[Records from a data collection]
===============

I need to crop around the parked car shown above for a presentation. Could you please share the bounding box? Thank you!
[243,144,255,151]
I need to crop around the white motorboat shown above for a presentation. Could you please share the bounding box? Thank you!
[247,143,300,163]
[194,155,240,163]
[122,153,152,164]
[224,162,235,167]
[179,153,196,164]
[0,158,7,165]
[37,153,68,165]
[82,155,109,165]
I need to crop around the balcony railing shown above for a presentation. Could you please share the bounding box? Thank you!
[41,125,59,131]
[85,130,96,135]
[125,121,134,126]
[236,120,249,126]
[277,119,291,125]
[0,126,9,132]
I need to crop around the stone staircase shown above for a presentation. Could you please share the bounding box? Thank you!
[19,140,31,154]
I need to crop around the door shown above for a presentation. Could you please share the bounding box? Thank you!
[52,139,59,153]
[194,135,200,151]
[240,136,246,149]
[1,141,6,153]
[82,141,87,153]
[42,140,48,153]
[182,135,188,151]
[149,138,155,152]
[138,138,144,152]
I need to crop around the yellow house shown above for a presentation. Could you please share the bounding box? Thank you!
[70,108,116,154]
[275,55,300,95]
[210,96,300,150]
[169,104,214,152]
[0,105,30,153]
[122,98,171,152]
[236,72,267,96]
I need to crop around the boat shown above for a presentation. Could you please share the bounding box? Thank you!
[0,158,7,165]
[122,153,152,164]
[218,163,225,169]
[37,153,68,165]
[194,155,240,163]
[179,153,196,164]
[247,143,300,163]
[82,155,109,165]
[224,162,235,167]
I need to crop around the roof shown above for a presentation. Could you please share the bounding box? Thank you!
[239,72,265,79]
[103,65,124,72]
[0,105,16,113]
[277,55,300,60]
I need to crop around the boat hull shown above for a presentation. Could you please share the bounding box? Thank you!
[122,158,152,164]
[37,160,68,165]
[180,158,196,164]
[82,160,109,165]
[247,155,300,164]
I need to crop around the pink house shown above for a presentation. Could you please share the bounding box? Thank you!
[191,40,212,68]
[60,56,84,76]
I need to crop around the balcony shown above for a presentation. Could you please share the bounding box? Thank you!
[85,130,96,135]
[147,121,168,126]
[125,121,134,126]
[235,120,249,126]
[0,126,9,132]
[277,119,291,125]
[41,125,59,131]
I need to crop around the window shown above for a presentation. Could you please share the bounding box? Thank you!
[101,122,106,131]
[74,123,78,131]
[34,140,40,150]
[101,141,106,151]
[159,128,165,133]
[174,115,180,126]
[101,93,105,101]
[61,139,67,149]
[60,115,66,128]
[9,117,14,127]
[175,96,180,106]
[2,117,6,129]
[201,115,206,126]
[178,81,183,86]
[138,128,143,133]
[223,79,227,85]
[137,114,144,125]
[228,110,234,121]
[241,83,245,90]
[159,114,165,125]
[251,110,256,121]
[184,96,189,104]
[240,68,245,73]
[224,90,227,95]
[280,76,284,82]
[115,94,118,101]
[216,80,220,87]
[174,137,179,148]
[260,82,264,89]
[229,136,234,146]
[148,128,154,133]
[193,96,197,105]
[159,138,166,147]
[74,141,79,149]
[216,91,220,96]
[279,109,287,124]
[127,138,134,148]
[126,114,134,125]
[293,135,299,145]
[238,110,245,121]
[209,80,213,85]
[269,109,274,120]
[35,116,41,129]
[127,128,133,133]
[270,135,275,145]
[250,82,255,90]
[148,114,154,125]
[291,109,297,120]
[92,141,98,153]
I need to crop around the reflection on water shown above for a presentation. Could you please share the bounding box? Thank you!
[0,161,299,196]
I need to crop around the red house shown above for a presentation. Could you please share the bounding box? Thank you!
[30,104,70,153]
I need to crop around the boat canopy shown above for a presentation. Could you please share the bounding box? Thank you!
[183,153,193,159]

===============

EXERCISE REQUIREMENTS
The records above are to be duplicated word for word.

COMPLETED EXERCISE
I need to crop around the parked car shown above for a presentation. Could you please share the bounding box? Thank you!
[243,144,255,151]
I need to crop around the white motorboat shown above for a presentation. Could you please share the bounding box? Thank you!
[247,143,300,163]
[194,155,240,163]
[122,153,152,164]
[224,162,235,167]
[179,153,196,164]
[0,158,7,165]
[37,153,68,165]
[82,155,109,165]
I need to crop around the balcony railing shown above for a presentation. Could you please share the bounding box? Thank you!
[41,125,59,131]
[85,130,96,135]
[125,121,134,126]
[236,120,249,126]
[277,119,291,125]
[0,126,9,132]
I need to crop around the stone staircase shown above for a presentation. Could you please share the bounding box? Thank you!
[19,140,31,154]
I need to crop around the door shown above for a presentation. Could you please share the bounding box? Thank you!
[52,139,59,153]
[194,135,200,151]
[240,136,246,149]
[1,141,6,153]
[82,141,87,153]
[42,140,48,153]
[182,135,188,151]
[149,138,155,152]
[138,138,144,152]
I need to crop around the yellow house shown above for a presentation. Could you please share the bounding box? Thank you!
[70,108,116,154]
[275,55,300,95]
[210,96,300,150]
[169,104,214,152]
[0,105,30,153]
[122,98,171,152]
[236,72,267,96]
I need to crop around the boat shown above for a presentation. Could you please share the bounding box? Thank you!
[0,158,7,165]
[122,153,152,164]
[218,163,225,169]
[37,153,68,165]
[194,155,240,163]
[179,153,196,164]
[247,143,300,163]
[82,155,109,165]
[224,162,235,167]
I need to crop around the roof shown above for a presentation. Could you please share the bounding box? Thank you!
[239,72,265,79]
[103,65,124,72]
[0,105,16,113]
[277,55,300,60]
I need to crop around the boat hull shown above for a presentation. Could you please share the bounding box? Thank you!
[122,158,152,164]
[37,160,68,165]
[180,158,196,164]
[82,160,109,165]
[247,155,300,164]
I need to crop around the pink house shown above for a presentation. Could you please share the bounding box? Thank you!
[191,40,212,68]
[60,56,84,76]
I need to crop around the balcony shown above for a presentation. Could you please share the bounding box? Thank you!
[85,130,96,135]
[147,121,168,126]
[125,121,134,126]
[235,120,249,126]
[0,126,9,132]
[277,119,291,125]
[41,125,59,131]
I need to crop around the window shown above for a presentation. Could you please share the bounding box? Thank you!
[101,122,106,131]
[74,123,78,131]
[34,140,40,150]
[101,141,106,151]
[159,128,165,133]
[174,115,180,126]
[101,93,105,101]
[61,139,67,149]
[60,115,66,128]
[9,117,14,127]
[175,96,180,106]
[2,117,6,129]
[201,115,206,126]
[178,81,183,86]
[138,128,143,133]
[223,79,227,85]
[137,114,144,125]
[228,110,234,121]
[241,83,245,90]
[159,114,165,125]
[251,110,256,121]
[184,96,189,104]
[240,68,245,73]
[224,90,227,95]
[280,76,284,82]
[115,94,118,101]
[216,80,220,87]
[174,137,179,148]
[260,82,264,89]
[229,136,234,146]
[148,128,154,133]
[193,96,197,105]
[159,138,166,147]
[74,141,79,149]
[216,91,220,96]
[279,109,287,124]
[127,138,134,148]
[126,114,134,125]
[293,135,299,145]
[238,110,245,121]
[209,80,213,85]
[269,109,274,120]
[35,116,41,129]
[127,128,133,133]
[270,135,275,145]
[250,82,255,90]
[148,114,154,125]
[291,109,297,120]
[92,141,98,153]
I need to crop around the reflection on water shown above for a presentation. Could you please share the bounding box? Thank you!
[0,161,299,196]
I need to crop around the red house shown above for a presentation. Could you please share the bounding box? Thank you!
[30,104,70,153]
I need to crop around the boat canopy shown above for a presentation. Could you please share the bounding box? Thank you!
[183,153,193,159]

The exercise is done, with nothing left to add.